◆ 課題の内容:
新刊案内で『』に入れて示されている書名を、すべて書き出してください。

新刊案内

それぞれ、本日と明日発売。


岩崎晋也ほか編『社会福祉研究のフロンティア』有斐閣,2014.10.27

○内容

研究を志す人たちへ
これから研究を始め,卒業論文修士論文を書こうとしている人に向けたガイドブック。個別テーマごとに,基礎的な概念や理論,実践,最新の研究動向や必読の先行研究を見開き4ページでコンパクトにまとめ,社会福祉研究の奥深さ・おもしろさを伝える。

○目次
第1部 価 値
社会的ニード/ポストモダンにおける福祉/福祉の規範理論/福祉の逆機能/社会福祉サービスの権利性/社会的包摂と排除/アクティベーション/市場化/援助の思想/ボランタリズム/パターナリズム/正義/仏教と社会福祉/キリスト教社会福祉/死生学と社会福祉
第2部 対 象
社会的孤立/ひきこもりの現象と援助/子どもの貧困・若者の貧困/子ども虐待/ひとり親家庭/被虐待高齢者/ 介護殺人の現象と援助/DV/犯罪被害者/薬物依存/自殺対応/ホームレス/発達障害の特性とソーシャルワーク/外国籍住民/都市集合住宅民の生活支援/過疎地域(中山間地域限界集落)/被災地

第3部 方 法
地域を基盤としたソーシャルワーク/自己决定支援/権利擁護/スーパービジョン/社会福祉従事者のキャリア形成/ 総合相談システム/生活保護/医療ソーシャルワーク/スクールソーシャルワーク/地域組織化/福祉教育/セルフヘルプグループとの協働/脱施設化/福祉計画/地域内分権/社会福祉法人/ ローカルガバナンスと市民セクター/福祉サービスと公民パートナーシップ/準市場/社会的起業

○コメント
類似のものとして10年前には、平野隆之ほか編『社会福祉キーワード (有斐閣双書KEYWORD SERIES)(補訂版)』有斐閣,2002という本がありました。大学院の受験と国試に重宝しました。

L. ドイヨルほか(山森 亮ほか監訳) 『必要の理論』勁草書房,2014.10.28

○内容
政府が個人の幸福追求を支援するために講じる手段には様々なものがあるが、それらはどんな理由によって決まるのか。自立と依存を対立するものとしてとらえるのでなく、何が人の「必要」なのかという観点から、様々な政策を位置づけ直さなくてはならない。「必要」について包括的に理論化し、福祉研究分野で高い評価を受けた一書。

○目次

第I部 相対主義と人間の必要という問題
第1章 誰が人間の必要を必要としているのか?

◆ 提供データ:
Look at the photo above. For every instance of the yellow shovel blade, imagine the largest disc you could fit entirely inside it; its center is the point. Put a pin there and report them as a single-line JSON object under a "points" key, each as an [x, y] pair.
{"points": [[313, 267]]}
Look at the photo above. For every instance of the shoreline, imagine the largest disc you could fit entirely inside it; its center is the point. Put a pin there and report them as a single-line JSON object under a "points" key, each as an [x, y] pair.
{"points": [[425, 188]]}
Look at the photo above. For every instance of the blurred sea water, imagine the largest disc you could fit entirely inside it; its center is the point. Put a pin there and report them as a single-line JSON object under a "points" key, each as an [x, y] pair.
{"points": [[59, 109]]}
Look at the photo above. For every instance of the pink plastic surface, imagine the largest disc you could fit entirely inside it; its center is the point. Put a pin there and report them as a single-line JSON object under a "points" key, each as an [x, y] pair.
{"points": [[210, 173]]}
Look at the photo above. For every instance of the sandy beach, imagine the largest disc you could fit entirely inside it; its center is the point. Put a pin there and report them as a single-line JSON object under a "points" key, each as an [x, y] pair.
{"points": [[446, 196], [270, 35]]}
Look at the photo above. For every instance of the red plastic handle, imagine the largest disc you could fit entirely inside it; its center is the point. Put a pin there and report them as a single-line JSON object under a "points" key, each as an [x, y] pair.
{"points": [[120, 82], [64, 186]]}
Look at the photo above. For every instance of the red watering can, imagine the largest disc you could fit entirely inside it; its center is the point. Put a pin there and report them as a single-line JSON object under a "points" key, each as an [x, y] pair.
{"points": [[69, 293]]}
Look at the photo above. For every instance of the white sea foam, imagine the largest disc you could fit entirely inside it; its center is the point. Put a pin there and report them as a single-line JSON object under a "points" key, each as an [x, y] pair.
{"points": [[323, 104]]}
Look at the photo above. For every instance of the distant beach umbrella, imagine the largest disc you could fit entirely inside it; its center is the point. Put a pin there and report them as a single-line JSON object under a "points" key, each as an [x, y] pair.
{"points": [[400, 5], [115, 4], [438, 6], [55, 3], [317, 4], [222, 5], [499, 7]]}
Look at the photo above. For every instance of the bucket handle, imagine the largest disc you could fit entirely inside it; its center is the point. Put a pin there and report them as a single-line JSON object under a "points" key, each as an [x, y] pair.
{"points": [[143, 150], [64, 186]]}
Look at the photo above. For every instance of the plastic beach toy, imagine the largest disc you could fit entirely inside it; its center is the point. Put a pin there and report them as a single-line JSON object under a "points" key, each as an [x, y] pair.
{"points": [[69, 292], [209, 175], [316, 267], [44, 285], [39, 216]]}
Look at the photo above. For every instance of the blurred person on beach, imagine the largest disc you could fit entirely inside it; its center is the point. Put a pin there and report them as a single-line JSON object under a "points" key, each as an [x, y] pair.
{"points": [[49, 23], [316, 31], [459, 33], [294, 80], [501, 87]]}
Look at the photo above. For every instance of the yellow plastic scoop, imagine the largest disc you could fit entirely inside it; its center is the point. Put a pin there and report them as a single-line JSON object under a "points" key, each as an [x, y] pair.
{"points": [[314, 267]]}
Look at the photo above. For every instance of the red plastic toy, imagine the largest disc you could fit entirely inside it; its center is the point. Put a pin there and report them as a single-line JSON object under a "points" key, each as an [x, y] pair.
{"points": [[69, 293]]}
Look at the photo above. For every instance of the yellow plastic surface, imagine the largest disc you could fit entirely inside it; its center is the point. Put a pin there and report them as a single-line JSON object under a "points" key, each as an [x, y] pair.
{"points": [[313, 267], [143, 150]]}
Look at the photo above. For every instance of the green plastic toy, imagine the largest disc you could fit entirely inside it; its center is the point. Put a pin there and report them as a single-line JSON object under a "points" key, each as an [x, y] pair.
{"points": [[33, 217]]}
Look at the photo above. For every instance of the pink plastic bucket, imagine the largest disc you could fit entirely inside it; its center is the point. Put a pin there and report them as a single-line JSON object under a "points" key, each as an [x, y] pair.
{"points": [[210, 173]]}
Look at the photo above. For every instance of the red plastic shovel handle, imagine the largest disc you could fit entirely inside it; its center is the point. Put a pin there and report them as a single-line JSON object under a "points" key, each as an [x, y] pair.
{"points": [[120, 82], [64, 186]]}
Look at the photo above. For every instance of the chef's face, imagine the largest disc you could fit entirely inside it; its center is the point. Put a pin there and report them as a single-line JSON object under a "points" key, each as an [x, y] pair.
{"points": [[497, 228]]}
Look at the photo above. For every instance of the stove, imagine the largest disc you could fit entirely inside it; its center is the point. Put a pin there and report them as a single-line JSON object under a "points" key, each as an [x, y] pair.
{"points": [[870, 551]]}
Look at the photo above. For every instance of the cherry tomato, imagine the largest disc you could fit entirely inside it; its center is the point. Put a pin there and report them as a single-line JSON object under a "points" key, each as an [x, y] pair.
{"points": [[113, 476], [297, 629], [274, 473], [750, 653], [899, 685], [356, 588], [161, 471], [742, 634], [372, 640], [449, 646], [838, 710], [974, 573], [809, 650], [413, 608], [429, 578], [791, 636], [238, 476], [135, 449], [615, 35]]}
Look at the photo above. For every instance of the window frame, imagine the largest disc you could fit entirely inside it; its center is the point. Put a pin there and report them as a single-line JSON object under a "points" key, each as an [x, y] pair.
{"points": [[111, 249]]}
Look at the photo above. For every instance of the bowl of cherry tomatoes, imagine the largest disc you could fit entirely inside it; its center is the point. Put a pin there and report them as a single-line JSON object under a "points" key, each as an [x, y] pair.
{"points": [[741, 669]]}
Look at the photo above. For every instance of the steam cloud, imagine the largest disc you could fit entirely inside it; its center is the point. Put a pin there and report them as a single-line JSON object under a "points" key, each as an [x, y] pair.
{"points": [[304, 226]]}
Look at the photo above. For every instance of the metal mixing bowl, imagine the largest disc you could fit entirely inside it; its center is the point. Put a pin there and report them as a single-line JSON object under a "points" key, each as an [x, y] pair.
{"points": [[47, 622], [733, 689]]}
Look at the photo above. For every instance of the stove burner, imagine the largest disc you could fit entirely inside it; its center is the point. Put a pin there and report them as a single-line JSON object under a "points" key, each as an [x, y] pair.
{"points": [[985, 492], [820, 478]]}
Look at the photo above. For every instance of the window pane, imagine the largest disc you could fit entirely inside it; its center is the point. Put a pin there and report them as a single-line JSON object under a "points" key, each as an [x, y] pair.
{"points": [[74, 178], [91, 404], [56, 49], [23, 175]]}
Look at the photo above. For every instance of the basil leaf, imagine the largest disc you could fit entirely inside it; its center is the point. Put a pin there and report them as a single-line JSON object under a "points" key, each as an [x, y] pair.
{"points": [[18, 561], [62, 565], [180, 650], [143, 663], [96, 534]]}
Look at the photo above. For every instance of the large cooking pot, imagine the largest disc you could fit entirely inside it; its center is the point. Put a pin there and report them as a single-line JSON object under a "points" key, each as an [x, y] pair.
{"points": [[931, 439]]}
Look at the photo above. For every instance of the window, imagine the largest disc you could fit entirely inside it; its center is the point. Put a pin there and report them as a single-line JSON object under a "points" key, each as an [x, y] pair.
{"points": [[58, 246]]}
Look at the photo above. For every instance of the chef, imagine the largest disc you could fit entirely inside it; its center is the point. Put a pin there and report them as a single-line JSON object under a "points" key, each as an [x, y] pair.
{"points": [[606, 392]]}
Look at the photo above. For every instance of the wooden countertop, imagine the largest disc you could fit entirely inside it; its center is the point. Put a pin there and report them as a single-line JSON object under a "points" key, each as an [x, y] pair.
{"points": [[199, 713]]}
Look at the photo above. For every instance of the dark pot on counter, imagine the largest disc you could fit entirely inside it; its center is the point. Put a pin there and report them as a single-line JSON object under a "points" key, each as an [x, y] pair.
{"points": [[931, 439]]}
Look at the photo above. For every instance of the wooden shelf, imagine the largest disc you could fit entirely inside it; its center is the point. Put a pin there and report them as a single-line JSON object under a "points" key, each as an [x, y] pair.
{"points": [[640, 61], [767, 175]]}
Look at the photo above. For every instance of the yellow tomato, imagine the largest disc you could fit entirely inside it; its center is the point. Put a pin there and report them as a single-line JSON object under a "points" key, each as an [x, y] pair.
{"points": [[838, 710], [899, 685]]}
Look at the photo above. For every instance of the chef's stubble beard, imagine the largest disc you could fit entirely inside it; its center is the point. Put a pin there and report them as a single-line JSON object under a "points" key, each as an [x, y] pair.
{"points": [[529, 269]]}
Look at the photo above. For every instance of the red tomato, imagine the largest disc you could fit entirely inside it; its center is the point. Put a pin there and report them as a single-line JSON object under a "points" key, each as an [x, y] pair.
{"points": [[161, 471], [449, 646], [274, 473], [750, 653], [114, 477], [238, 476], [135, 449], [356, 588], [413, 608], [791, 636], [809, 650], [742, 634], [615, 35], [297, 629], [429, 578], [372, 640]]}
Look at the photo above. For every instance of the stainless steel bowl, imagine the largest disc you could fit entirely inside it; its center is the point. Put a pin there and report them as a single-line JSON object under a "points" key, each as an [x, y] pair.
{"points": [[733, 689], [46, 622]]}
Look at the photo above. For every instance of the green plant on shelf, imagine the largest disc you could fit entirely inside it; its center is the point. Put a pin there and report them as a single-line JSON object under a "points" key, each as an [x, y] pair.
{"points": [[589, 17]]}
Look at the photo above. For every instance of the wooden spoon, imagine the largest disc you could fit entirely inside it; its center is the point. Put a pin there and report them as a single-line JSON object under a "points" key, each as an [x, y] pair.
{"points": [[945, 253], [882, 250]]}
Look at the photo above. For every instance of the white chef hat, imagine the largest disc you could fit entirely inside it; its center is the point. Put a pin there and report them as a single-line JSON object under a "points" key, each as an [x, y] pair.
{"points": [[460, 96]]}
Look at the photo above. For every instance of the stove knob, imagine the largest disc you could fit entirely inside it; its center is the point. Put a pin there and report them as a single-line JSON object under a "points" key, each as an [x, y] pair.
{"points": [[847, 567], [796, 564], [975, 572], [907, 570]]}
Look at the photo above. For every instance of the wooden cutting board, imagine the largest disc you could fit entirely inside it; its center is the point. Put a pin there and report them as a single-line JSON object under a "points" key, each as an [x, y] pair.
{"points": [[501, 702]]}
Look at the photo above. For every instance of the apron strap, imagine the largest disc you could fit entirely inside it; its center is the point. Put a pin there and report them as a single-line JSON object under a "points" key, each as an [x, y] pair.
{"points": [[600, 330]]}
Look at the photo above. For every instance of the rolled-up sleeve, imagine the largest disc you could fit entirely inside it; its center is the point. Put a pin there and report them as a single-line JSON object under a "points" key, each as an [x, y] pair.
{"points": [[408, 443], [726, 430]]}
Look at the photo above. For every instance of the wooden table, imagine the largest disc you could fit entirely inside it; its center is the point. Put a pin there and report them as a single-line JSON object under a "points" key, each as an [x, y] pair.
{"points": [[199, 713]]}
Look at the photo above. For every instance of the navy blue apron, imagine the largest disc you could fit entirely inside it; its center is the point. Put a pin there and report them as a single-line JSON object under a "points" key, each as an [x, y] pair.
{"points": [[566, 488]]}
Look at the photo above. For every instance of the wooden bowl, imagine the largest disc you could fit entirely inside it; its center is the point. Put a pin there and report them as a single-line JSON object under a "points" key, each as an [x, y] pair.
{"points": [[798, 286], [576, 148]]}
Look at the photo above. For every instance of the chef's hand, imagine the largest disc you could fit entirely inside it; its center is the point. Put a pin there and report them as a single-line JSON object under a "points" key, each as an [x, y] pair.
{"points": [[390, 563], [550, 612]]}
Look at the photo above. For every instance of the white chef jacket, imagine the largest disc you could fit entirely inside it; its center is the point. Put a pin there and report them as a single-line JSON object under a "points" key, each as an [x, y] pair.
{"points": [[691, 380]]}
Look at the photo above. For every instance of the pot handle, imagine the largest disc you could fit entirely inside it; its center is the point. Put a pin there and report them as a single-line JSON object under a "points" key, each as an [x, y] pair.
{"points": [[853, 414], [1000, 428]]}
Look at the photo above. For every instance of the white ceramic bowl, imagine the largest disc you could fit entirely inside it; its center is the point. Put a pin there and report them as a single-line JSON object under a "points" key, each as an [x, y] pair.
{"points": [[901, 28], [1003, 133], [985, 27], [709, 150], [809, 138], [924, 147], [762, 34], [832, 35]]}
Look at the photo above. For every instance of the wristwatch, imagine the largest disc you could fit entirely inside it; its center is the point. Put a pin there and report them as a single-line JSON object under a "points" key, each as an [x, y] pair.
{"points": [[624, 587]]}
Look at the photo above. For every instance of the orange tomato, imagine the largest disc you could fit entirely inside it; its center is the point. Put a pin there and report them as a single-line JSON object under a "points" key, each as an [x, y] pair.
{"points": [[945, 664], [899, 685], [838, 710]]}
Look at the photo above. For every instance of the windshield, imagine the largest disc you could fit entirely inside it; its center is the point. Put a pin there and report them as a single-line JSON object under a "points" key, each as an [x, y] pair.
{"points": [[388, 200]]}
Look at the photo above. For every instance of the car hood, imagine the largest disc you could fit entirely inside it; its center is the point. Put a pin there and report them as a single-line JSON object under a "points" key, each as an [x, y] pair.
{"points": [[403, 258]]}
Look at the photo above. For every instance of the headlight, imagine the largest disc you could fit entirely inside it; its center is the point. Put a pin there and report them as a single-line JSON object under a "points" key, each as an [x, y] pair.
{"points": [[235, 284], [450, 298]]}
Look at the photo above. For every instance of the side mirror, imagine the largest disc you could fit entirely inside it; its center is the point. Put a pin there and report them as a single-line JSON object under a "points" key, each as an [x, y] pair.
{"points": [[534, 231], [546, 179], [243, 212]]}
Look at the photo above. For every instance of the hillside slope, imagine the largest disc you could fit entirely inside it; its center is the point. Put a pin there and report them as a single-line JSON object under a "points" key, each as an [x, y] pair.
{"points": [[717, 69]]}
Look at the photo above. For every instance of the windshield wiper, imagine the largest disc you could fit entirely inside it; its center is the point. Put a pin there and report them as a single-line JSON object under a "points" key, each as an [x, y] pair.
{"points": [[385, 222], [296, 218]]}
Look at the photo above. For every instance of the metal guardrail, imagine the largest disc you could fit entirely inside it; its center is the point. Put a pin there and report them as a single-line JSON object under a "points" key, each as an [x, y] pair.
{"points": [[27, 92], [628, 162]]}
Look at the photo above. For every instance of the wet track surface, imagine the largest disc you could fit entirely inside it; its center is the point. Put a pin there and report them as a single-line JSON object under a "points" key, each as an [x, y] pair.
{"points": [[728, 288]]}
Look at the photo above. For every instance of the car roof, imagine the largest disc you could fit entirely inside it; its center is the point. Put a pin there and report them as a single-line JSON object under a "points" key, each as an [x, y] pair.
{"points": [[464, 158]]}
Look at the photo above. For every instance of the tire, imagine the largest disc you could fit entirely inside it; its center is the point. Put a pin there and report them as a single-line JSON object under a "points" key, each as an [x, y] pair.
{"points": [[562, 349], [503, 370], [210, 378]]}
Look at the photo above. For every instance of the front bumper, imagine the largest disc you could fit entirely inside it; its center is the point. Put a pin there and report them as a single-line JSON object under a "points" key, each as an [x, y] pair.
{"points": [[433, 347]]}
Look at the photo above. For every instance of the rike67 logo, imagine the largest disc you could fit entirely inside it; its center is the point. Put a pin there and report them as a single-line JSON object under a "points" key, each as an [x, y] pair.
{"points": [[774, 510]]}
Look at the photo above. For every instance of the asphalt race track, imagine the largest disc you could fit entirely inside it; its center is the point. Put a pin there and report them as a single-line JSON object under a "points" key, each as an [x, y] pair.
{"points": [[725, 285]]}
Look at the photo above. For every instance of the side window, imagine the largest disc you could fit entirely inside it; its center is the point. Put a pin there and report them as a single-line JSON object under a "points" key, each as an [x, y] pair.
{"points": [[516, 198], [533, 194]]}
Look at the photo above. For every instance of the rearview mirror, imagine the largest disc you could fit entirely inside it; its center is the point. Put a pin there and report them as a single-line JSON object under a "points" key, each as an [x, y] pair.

◆ 解答:
・社会福祉研究のフロンティア
・社会福祉キーワード (有斐閣双書KEYWORD SERIES)(補訂版)
・必要の理論